— DESCRIPTION OF THE TASK —
Every line with the string "blue" should be copied from the data.

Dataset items

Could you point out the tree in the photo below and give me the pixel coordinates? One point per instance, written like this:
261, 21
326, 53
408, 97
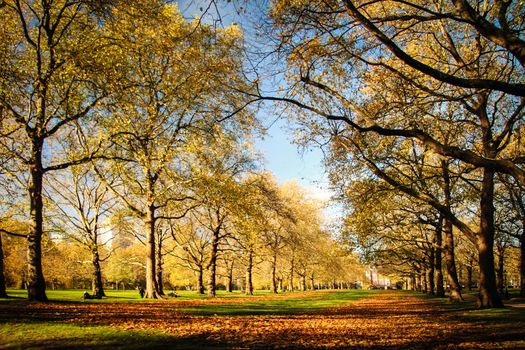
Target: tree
81, 204
54, 74
351, 58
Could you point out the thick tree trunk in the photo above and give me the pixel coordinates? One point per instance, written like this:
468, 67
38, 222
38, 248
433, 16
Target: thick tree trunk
440, 288
522, 263
229, 277
159, 270
152, 290
488, 294
3, 291
431, 270
212, 264
302, 282
290, 280
455, 287
36, 285
97, 286
249, 268
274, 273
200, 280
500, 270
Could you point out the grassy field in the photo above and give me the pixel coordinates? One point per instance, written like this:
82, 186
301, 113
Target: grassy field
321, 319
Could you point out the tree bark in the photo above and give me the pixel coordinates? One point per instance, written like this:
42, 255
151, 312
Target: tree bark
200, 280
212, 264
431, 269
522, 262
249, 268
3, 291
488, 294
152, 289
159, 269
97, 286
274, 272
440, 288
36, 285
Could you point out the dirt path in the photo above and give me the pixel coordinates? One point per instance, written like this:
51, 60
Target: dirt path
388, 320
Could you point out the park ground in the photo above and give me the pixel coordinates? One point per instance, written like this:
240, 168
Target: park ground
321, 319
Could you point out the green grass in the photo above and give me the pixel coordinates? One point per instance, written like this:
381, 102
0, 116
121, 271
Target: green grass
287, 304
40, 335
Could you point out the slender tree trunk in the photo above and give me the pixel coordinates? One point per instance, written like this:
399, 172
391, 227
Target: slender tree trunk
97, 286
440, 288
302, 283
431, 269
274, 272
290, 281
455, 287
229, 279
36, 285
522, 262
448, 247
159, 270
3, 291
500, 283
212, 265
152, 290
249, 267
200, 280
488, 294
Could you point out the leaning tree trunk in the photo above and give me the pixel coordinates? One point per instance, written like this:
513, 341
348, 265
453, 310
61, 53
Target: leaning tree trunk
488, 293
500, 270
200, 280
212, 264
249, 268
522, 262
274, 273
455, 287
36, 285
448, 247
3, 291
152, 289
97, 286
440, 288
431, 270
159, 270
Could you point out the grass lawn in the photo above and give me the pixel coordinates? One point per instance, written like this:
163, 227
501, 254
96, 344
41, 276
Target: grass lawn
320, 319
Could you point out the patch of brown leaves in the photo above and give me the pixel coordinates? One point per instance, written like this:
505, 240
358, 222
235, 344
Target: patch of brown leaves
385, 320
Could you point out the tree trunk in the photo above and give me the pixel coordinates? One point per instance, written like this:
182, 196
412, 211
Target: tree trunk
200, 280
290, 280
431, 269
448, 248
36, 285
229, 277
159, 270
249, 267
522, 263
274, 272
455, 287
500, 283
97, 286
440, 288
302, 283
152, 289
3, 291
212, 265
488, 294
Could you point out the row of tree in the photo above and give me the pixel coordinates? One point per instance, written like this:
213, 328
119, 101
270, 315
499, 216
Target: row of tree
423, 104
116, 118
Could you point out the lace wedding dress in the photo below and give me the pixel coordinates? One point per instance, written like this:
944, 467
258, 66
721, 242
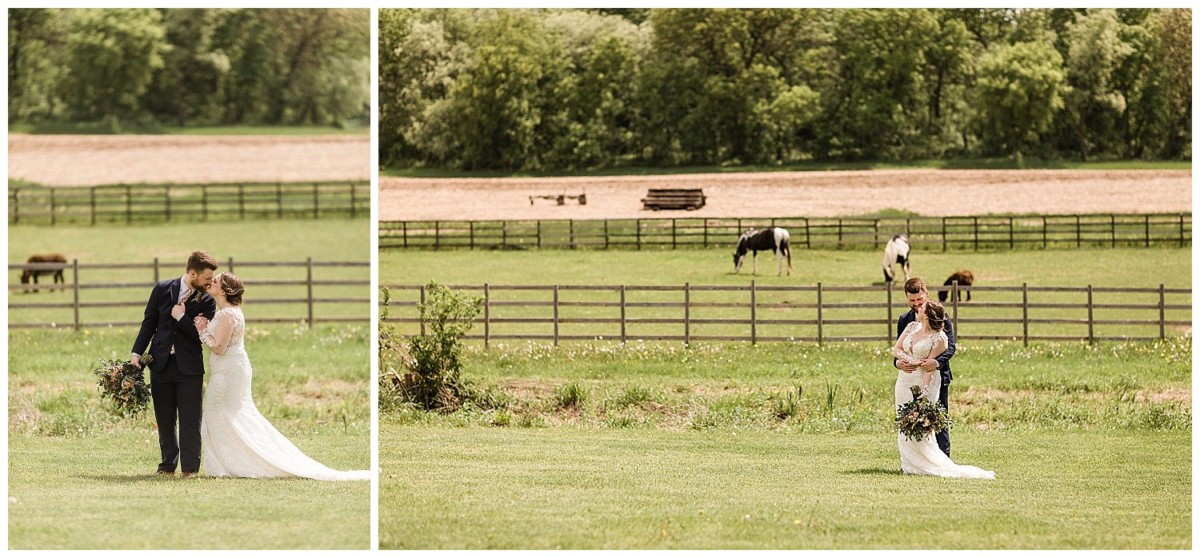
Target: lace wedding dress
238, 441
924, 457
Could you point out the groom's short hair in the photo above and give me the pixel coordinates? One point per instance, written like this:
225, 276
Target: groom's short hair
202, 261
915, 286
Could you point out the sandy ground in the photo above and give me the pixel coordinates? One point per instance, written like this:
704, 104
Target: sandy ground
809, 195
96, 160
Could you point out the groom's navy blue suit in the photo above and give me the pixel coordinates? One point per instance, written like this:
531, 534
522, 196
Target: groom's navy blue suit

— TASK RESPONSE —
Could you point out the groom's navy blue suit in the photo above and give me the pixel coordinates? One point per instance, written like this:
Target: groom's navy blue suit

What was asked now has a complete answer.